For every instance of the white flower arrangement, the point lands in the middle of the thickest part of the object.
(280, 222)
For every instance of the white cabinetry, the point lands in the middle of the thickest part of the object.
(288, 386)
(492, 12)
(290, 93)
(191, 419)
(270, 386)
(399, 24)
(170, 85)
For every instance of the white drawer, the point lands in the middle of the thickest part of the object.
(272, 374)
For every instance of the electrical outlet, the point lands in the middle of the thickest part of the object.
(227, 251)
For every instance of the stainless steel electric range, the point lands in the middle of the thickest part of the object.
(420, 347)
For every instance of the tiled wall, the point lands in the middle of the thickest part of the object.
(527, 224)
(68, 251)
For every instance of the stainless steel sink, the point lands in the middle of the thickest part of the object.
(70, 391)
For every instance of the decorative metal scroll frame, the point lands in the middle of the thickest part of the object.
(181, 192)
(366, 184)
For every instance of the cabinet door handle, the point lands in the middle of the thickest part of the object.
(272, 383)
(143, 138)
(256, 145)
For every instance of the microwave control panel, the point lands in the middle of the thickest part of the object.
^^^^^^^^
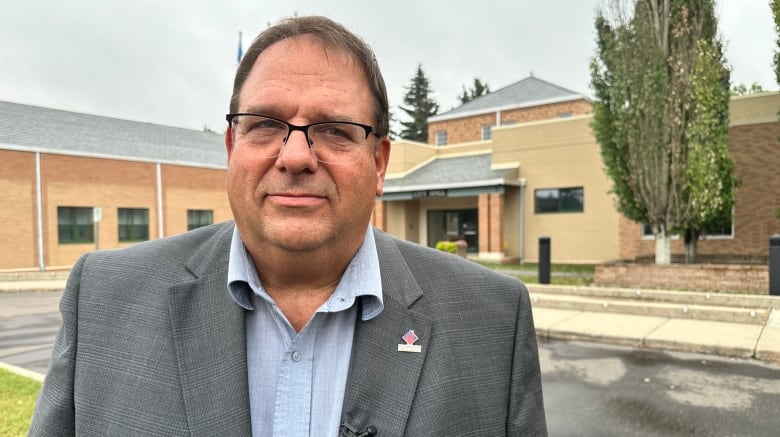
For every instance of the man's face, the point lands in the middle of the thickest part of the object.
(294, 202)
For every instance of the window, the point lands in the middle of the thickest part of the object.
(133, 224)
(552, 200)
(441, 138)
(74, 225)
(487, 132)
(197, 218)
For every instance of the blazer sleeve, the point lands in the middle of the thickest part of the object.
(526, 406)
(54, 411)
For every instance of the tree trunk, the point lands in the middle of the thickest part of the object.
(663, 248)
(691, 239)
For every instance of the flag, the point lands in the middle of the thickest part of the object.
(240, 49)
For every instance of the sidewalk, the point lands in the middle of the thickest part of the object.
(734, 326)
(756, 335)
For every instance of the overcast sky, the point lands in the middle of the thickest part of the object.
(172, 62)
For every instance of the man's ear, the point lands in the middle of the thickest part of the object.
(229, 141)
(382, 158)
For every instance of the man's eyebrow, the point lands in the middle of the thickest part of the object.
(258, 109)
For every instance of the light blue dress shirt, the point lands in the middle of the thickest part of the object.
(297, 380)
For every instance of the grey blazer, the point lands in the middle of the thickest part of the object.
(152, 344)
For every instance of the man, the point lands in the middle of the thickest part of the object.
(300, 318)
^^^^^^^^
Instructions to follow:
State only the count of lines in the records that contain the word "steel".

Solution for this problem:
2